Bery Bery good Buster Friendly. I like Yoga. I feel like I could use some tonight. - GoNZo




Unfortunately, I wasn't in class last Thursday, but Realityor told me that there was an interesting discussion on hippies in the 60s. I have always been amazed at how volatile this period in history was and why there hasn't been anything like it in recent years. I also read Unfinished's post that said "hey may have pushed for an end to Vietnam, but most of them are still in this country, paying their taxes, working their jobs, and fueling the war machine of today." I think that our culture is very focused on personal issues, and as a whole, we are a very self-centered and focus so much on the individual.


(When dealing with the media, human interest stories are most popular and accessible to the public. History class is more often than not focused on one individual rather than the actions and reactions of an entire group or community - figures such as Abraham Lincoln, FDR, George Washington seem to be ingrained in us more than the impact of the common citizen.)


When there was protest surrounding Vietnam, there was also a draft. People can be against something and speak out against it, but when it comes down to it, they will only go to action once their lives or the lives of the people they love are threatened. The Iraq War is not taking place on our soil, and there is no draft. I think that if this war were closer to home, people would be doing more about it.


Buster Friendly, I like the observation you present here, and I think it can be applied to many concepts in contemporary America, not just the Iraq War. You're completely right: while some Americans our age (assuming you're in your late teens/early twenties) are involved in the Middle Eastern military efforts, they do so by choice, not because a government is forcing them to.



National Guard troops sign up to help with the historic mission of the National Guard -

homeland security, relief with national disasters, etc. What does this have to do with

Those who support the war choose to participate in it, but those who do not support it have the choice of looking the other way because of the war's lack of physical proximity to us. I think racism and diversity issues in our country are viewed the same way. The Jena Six controversy in Louisiana, for example, creates conversation and indignance amongst us, but rarely elicits tangible actions from those it does not directly affect. I have been following the Jena Six story and shaking my head at it in disbelief. But the fact is that not once have I been motivated to step up and participate in the effort to achieve justice for these teenagers. However, in my most recent Wiki post (October 15th) in which I explain my final project, I describe an encounter with intolerance that I had in my very own workplace. While the Jena Six trial is a national news story, and my own experience is a much smaller-scale aesthetic dilemma, my personal encounter motivated me to immediately start formulating a plan of action to correct what I think is a situation of severe injustice. I think people have a tendency to "pick their battles," but I think it's interesting to observe the role of personal proximity in choosing which of these battles are actually fought. - Zee Deveel. 




"10 And the disciples came, and said unto him, Why speakest thou unto them in parables? 11 He answered and said unto them, Because it is given unto you to know the mysteries of the kingdom of heaven, but to them it is not given. 12 For whosoever hath, to him shall be given, and he shall have more abundance: but whosoever hath not, from him shall be taken away even that he hath. 13 Therefore speak I to them in parables: because they seeing see not; and hearing they hear not, neither do they understand."

TASK 1: In the blog discussion, what controversy in Louisiana is cited as an example?
TASK 2: Quote everything in the blog discussion from "Unfortunately, I wasn't" down to "on the individual.".
The lines that follow come from a separate source and are unrelated to the blog discussion.

DATA FOR ANALYSIS:
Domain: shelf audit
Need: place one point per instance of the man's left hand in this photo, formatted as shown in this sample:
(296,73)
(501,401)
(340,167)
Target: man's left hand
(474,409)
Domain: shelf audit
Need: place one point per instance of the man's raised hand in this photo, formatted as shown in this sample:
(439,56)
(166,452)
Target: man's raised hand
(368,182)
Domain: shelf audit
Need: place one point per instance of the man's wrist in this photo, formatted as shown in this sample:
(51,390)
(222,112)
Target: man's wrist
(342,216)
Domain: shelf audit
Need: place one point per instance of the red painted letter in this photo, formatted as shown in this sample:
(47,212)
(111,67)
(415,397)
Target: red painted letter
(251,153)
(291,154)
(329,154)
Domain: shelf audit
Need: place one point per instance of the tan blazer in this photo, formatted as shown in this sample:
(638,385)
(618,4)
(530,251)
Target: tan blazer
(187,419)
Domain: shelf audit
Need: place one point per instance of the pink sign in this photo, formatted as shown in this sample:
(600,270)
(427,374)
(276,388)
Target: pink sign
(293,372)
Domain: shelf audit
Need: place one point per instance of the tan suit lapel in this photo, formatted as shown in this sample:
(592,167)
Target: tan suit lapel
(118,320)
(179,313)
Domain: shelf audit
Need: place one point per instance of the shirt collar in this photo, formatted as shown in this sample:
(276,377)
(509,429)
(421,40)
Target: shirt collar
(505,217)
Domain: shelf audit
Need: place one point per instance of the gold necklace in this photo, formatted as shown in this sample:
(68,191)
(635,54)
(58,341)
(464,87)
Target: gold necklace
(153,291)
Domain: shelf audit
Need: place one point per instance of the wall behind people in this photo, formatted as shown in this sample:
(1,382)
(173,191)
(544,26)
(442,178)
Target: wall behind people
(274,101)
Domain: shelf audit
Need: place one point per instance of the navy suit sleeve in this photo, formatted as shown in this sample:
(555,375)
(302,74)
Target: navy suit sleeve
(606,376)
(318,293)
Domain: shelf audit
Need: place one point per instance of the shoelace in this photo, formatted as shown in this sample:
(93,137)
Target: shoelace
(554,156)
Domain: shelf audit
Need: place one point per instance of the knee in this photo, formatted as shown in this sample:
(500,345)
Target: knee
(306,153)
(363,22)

WRITTEN ANSWER 1: The Jena Six controversy.

WRITTEN ANSWER 2:
Unfortunately, I wasn't in class last Thursday, but Realityor told me that there was an interesting discussion on hippies in the 60s. I have always been amazed at how volatile this period in history was and why there hasn't been anything like it in recent years. I also read Unfinished's post that said "hey may have pushed for an end to Vietnam, but most of them are still in this country, paying their taxes, working their jobs, and fueling the war machine of today." I think that our culture is very focused on personal issues, and as a whole, we are a very self-centered and focus so much on the individual.